• Short exercise
Reproduce, with no changes, the rows from the line containing "Labeling round 2. The target category is green" through the line containing "[428,177,503,316]", including both of those lines.

[Dataset records]

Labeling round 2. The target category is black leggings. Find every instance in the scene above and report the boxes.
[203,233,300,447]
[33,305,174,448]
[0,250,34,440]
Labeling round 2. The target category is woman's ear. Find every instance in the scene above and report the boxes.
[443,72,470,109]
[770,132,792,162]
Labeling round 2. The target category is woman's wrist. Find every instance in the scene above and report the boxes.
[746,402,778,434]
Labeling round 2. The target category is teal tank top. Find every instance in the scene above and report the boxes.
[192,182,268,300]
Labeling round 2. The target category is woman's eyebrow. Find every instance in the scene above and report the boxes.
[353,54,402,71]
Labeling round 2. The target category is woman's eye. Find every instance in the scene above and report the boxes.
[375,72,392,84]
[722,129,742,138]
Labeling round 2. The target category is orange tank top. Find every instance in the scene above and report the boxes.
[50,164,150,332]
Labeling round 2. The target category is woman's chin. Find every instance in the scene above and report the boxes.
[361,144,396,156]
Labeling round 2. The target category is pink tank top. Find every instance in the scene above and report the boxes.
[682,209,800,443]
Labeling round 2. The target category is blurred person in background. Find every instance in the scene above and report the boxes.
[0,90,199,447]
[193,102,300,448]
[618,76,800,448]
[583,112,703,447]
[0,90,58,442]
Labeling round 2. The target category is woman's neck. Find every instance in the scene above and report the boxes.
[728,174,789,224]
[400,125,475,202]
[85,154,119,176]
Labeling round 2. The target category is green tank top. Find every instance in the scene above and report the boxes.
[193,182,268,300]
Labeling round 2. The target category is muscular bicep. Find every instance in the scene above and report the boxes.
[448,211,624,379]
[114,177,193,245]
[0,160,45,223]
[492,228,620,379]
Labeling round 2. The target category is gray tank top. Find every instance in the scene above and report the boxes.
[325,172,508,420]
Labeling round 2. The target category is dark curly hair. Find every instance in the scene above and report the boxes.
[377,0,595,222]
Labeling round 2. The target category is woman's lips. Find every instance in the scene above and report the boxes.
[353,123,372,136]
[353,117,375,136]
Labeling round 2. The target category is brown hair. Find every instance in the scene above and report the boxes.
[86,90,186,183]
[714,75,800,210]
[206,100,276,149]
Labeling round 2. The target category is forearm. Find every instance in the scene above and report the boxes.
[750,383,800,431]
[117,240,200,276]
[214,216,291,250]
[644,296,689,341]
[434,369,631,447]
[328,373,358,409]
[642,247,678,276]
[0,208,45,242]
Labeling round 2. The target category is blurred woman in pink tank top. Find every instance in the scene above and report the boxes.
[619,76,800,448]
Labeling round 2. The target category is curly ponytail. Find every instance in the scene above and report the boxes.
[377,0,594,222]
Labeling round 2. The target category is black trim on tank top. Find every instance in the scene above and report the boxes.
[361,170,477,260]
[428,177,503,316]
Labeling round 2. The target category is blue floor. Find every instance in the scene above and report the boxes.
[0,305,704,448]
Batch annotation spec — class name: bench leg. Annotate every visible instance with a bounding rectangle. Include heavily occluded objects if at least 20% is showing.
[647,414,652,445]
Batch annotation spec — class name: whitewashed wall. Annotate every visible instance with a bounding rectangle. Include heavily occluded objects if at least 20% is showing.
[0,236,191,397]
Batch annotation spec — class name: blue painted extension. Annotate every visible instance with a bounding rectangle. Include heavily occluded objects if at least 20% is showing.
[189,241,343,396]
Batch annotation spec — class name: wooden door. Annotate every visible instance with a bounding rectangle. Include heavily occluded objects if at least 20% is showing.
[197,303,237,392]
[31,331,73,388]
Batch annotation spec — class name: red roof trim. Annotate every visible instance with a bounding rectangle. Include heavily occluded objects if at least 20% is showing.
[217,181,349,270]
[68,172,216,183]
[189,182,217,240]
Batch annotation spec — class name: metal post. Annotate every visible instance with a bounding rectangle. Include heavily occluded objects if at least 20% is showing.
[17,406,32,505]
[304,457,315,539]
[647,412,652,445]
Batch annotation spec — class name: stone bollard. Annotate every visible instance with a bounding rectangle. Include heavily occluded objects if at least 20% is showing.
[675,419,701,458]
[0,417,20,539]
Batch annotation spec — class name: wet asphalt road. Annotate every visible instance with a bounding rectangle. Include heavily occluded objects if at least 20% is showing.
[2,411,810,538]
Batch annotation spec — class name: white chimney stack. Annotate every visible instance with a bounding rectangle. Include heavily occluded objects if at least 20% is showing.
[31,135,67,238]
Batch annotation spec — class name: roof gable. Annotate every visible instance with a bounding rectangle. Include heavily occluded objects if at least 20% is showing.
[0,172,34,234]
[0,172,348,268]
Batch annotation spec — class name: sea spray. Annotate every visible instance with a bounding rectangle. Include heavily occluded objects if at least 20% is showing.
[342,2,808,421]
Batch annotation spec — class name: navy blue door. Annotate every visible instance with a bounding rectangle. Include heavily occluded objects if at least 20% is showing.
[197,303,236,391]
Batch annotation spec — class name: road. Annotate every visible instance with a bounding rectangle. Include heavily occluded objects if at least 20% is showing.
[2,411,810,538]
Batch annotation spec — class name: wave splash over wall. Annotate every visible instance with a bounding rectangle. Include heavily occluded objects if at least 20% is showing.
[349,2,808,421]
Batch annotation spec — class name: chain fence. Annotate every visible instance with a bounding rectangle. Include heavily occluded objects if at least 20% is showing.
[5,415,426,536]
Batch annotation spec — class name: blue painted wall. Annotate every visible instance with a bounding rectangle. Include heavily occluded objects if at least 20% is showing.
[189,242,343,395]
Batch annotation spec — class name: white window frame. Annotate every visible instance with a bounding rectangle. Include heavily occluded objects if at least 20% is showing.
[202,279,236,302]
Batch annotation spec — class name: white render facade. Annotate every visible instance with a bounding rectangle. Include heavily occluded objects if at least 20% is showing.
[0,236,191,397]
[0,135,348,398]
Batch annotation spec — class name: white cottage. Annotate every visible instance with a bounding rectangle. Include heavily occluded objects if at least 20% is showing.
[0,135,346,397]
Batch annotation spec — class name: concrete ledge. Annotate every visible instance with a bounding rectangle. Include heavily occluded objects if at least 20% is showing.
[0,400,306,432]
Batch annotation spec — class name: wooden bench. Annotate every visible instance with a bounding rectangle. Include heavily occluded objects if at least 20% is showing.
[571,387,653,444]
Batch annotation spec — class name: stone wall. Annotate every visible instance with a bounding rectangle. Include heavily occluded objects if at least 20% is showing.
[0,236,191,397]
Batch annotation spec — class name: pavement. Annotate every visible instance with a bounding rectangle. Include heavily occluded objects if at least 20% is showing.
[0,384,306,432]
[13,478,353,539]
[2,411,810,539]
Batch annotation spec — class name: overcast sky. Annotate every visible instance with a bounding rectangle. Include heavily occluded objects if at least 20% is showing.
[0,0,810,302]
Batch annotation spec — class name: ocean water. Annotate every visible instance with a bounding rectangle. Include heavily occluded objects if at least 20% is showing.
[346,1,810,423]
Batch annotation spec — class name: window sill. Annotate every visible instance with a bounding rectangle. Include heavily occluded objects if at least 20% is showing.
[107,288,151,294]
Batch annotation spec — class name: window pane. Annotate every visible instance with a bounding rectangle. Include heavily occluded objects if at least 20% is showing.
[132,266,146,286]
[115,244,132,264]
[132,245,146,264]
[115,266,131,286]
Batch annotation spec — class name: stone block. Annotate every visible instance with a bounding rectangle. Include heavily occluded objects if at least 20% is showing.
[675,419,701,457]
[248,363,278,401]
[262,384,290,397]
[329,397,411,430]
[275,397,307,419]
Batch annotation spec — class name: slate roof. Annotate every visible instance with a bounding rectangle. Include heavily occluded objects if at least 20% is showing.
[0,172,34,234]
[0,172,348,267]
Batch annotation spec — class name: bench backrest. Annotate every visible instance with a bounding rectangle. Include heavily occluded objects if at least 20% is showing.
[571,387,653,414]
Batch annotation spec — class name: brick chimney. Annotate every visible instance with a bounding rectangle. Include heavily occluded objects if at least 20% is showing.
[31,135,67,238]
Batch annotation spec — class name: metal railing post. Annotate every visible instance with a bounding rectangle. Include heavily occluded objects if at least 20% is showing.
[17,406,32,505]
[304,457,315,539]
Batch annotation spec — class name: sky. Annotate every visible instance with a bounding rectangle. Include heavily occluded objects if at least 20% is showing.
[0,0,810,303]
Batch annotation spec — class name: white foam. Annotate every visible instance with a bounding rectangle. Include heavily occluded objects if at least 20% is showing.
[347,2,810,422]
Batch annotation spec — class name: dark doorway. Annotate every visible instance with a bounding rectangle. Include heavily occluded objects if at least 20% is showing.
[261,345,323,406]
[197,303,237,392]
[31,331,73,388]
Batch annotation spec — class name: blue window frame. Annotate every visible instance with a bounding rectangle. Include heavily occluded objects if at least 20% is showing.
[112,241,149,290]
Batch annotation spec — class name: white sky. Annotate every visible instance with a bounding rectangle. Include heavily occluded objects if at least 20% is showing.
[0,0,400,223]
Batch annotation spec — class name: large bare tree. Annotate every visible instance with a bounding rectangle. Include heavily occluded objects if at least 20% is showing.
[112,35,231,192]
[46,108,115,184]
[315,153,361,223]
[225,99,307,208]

• Solution to this task
Labeling round 2. The target category is green tank top. Find every instance in the scene above and report the boxes.
[193,182,268,300]
Labeling round 2. The target category is muscular bicep. Find every instance in the scene above and report the boxes.
[448,211,624,379]
[114,177,193,245]
[0,160,45,223]
[492,228,620,379]
Labeling round 2. The target category is gray tank top. Find every instance in the scene above and report the boxes.
[325,172,508,420]
Labeling round 2. The target category is dark curly hair. Find every instance in the scene above and report the boxes.
[377,0,595,222]
Labeling round 2. The target category is woman's lips. Find every instance in the scene above and report the boxes.
[353,123,372,136]
[353,117,375,136]
Labeling round 2. The target category is brown hair. Find every instance in the scene above and report the boxes.
[86,90,186,183]
[714,75,800,210]
[206,100,276,149]
Labeling round 2. The target category is forearm. Find every instance in the scene above and report the boxes.
[750,383,800,431]
[117,240,200,276]
[214,216,291,250]
[644,296,689,341]
[434,369,631,447]
[328,373,358,409]
[642,247,678,276]
[0,208,45,242]
Labeling round 2. The target category is blurred woman in pink tank top. Find every instance in the scene above and report the boxes.
[619,76,800,448]
Labeling round 2. The target category is curly ponytail. Find every instance in the scene above and report the boxes.
[377,0,594,222]
Labeling round 2. The target category is black trim on tank top. Find every instance in the scene above and report the boxes.
[361,170,477,260]
[428,177,503,316]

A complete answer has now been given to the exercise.